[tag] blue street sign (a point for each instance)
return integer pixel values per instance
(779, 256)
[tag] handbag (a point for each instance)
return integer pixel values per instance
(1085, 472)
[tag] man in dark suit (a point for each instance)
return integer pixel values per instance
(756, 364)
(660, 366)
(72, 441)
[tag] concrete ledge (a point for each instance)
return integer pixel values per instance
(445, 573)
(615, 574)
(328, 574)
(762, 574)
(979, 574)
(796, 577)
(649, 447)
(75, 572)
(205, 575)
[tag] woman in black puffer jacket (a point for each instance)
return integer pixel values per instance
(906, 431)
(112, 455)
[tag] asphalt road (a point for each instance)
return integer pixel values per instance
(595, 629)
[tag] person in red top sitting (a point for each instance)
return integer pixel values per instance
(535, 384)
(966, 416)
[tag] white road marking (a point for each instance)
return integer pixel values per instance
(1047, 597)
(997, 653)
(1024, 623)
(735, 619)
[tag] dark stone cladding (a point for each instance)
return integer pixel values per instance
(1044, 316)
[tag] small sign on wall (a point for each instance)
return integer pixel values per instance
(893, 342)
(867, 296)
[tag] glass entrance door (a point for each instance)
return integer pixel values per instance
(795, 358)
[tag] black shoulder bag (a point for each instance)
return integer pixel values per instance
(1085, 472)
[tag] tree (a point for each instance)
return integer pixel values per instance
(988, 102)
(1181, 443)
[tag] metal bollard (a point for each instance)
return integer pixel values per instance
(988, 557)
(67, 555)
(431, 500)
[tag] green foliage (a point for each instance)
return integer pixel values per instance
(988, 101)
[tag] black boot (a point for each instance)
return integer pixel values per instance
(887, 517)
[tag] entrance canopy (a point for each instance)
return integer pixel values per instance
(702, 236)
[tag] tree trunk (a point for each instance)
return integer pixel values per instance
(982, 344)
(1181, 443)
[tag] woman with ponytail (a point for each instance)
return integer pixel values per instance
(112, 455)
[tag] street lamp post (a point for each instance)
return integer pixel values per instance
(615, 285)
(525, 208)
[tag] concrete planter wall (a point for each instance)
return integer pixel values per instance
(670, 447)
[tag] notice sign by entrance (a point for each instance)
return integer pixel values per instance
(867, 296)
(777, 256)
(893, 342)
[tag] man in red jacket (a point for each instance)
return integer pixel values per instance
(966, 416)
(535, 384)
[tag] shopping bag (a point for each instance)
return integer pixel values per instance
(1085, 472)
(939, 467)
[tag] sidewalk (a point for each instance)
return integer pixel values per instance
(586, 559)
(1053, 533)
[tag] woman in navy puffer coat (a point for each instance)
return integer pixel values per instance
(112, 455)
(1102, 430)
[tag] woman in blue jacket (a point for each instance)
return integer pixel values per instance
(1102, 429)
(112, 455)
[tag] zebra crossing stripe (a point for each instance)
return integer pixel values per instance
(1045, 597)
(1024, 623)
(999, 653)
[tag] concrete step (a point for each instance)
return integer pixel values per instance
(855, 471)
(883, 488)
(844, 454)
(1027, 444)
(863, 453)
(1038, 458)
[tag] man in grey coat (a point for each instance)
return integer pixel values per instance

Task directions:
Take the lines above from the one containing "[tag] concrete ledge" to the one containing "[tag] white road" and retype them exactly, both ends included, with nothing added.

Reply:
[tag] concrete ledge (a point for each instance)
return integer pixel values per instance
(445, 573)
(615, 574)
(328, 574)
(762, 574)
(979, 574)
(796, 577)
(649, 447)
(75, 572)
(205, 575)
[tag] woman in black puffer jacket (a point for each instance)
return integer pixel values per instance
(906, 431)
(112, 455)
[tag] asphalt road (a point for each instance)
return integer pixel values per instance
(595, 629)
[tag] person in red top sitting (a point for each instance)
return integer pixel values per instance
(535, 384)
(966, 416)
[tag] white road marking (a point for each instance)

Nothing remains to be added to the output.